··· SUPPLIED RECORDS ···

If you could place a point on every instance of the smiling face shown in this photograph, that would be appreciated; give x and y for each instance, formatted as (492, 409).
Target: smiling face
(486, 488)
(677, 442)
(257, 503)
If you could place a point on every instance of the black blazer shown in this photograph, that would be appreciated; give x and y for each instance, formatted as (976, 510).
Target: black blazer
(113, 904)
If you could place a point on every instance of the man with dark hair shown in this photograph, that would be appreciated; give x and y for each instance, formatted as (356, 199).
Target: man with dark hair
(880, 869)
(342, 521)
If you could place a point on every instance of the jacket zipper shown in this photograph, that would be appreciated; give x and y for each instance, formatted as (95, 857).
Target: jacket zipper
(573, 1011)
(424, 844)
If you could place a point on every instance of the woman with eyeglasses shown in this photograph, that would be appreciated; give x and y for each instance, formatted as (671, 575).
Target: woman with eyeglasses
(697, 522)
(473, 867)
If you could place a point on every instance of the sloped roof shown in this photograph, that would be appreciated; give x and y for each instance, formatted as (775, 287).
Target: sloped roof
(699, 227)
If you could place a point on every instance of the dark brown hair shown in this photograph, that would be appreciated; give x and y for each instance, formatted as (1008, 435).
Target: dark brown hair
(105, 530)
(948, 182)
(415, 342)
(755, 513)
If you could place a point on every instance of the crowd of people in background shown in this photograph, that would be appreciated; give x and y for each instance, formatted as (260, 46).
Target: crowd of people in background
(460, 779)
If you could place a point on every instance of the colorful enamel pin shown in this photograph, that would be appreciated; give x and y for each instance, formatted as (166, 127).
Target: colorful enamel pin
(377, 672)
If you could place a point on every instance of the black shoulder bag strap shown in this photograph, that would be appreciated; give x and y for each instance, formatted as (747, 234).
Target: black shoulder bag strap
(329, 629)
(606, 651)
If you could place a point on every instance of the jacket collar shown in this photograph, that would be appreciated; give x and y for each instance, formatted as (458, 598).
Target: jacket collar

···

### EXERCISE INSTRUCTIONS:
The entries are to be duplicated exactly, with nothing changed.

### RESPONSE AREA:
If you could place a point on every instance of the smiling face shown in this photograph, that would be appreciated; give x and y for each instance, formatted as (492, 409).
Target: smiling face
(486, 488)
(677, 442)
(257, 503)
If you could place a point on every instance of the black blazer shown in this photograph, that would be appreciated; give x and y for each instance, formatted as (976, 510).
Target: black blazer
(113, 904)
If you could place a point on every instance of the man with dark hair shown in this photograph, that would be appreciated; give x and y for each instance, formatted as (356, 199).
Target: man with dark hair
(880, 869)
(342, 521)
If you could place a point on every instance of the jacket zipper shown in this photograph, that would be appreciated; give x and y for each instance, formatted as (95, 857).
Target: jacket zipper
(573, 1011)
(424, 844)
If you could place a point on every instance of the woman with eyeglasses shown in this photograph, that would be appreciated; give x and y for each instance, formatted as (671, 575).
Target: woman with eyeglasses
(697, 522)
(473, 867)
If you could place a point on every instance of the sloped roof shown in this photograph, that would be appreciated; give x and y for each instance, formatted as (775, 287).
Target: sloped roof
(699, 227)
If you could place a point on every instance of the dark brown hair shown in this photograph, that would be appreciated; give x and y for each instance, formatted as (1008, 435).
Target: dark brown hair
(105, 530)
(948, 182)
(415, 342)
(755, 513)
If you could place a point on every instance of the crowd of people in background shown in this photograph, that would be appreciated; give x and y for each instance, formatted as (260, 46).
Target: crowd of people in background
(460, 779)
If you could place a point on every instance of the colorful enamel pin shown in this photograph, that would be appreciated; give x and y for each instance, formatted as (166, 127).
Target: colorful enamel pin
(377, 672)
If you could place a point on every instance of the black shoulder bag strap shown in this photograph, that would be appreciated; give x and y for each instance, formatted as (747, 234).
Target: black shoulder bag strap
(329, 629)
(606, 651)
If you could place a point on every instance of the jacket collar shown in this photograph, that would be appreciated; give x and y for each instance, formatted as (458, 598).
Target: jacket collar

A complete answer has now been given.